— START GIVEN INFORMATION —
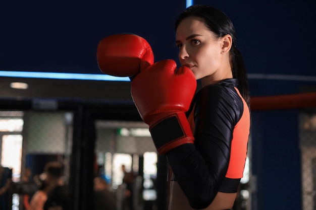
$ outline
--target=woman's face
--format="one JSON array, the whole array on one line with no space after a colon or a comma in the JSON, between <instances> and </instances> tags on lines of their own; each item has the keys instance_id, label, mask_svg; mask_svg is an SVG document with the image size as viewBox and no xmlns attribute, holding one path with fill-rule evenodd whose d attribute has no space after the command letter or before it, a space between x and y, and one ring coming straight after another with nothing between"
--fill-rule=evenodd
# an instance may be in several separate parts
<instances>
[{"instance_id":1,"label":"woman's face","mask_svg":"<svg viewBox=\"0 0 316 210\"><path fill-rule=\"evenodd\" d=\"M224 44L222 39L215 37L202 19L192 16L183 19L177 28L176 44L180 63L189 67L196 80L207 77L212 83L222 79Z\"/></svg>"}]
</instances>

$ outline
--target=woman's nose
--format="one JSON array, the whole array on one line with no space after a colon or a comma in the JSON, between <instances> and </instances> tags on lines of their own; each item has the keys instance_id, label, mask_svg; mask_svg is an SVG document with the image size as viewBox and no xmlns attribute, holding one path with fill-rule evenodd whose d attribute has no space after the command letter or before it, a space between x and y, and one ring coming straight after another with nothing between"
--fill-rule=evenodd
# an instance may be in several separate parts
<instances>
[{"instance_id":1,"label":"woman's nose","mask_svg":"<svg viewBox=\"0 0 316 210\"><path fill-rule=\"evenodd\" d=\"M180 60L185 59L189 57L189 54L188 54L188 52L185 48L184 46L183 46L180 49L180 51L179 52L179 58Z\"/></svg>"}]
</instances>

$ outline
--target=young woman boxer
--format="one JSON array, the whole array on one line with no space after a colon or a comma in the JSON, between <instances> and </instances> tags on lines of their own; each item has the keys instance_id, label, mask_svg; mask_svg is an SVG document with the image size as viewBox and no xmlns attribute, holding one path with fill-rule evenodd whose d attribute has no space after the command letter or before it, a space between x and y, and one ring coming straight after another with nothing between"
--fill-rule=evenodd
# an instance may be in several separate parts
<instances>
[{"instance_id":1,"label":"young woman boxer","mask_svg":"<svg viewBox=\"0 0 316 210\"><path fill-rule=\"evenodd\" d=\"M235 29L224 13L205 5L187 8L175 27L180 62L202 88L188 116L194 144L166 154L173 173L169 209L230 209L250 129L248 82Z\"/></svg>"},{"instance_id":2,"label":"young woman boxer","mask_svg":"<svg viewBox=\"0 0 316 210\"><path fill-rule=\"evenodd\" d=\"M172 170L169 210L230 209L243 176L250 118L235 29L218 9L194 5L180 15L176 32L178 69L173 60L154 63L149 43L134 34L101 40L99 67L131 78L134 102Z\"/></svg>"}]
</instances>

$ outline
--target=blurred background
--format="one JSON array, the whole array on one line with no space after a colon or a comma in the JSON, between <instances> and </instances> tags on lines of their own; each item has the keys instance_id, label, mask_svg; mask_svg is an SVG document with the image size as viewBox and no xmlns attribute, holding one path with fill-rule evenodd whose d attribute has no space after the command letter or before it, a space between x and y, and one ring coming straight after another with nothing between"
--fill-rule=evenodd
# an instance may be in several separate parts
<instances>
[{"instance_id":1,"label":"blurred background","mask_svg":"<svg viewBox=\"0 0 316 210\"><path fill-rule=\"evenodd\" d=\"M0 2L0 209L27 209L39 188L34 178L50 161L64 165L69 209L97 209L103 194L112 209L167 209L167 160L157 155L129 80L102 74L96 47L110 35L133 33L148 41L155 61L178 62L174 22L192 4L231 18L247 68L250 138L233 209L316 209L316 2L309 0Z\"/></svg>"}]
</instances>

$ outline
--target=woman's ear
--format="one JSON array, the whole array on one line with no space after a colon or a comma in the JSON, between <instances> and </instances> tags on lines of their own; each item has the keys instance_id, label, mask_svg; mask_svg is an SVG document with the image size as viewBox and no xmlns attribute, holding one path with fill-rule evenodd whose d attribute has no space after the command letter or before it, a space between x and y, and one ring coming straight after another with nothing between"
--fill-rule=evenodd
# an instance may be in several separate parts
<instances>
[{"instance_id":1,"label":"woman's ear","mask_svg":"<svg viewBox=\"0 0 316 210\"><path fill-rule=\"evenodd\" d=\"M233 39L229 34L226 34L222 37L222 52L224 53L229 52L232 47Z\"/></svg>"}]
</instances>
— END GIVEN INFORMATION —
Count the lines in the rows above that contain the string "target", matching case exactly, and reply with the number alone.

5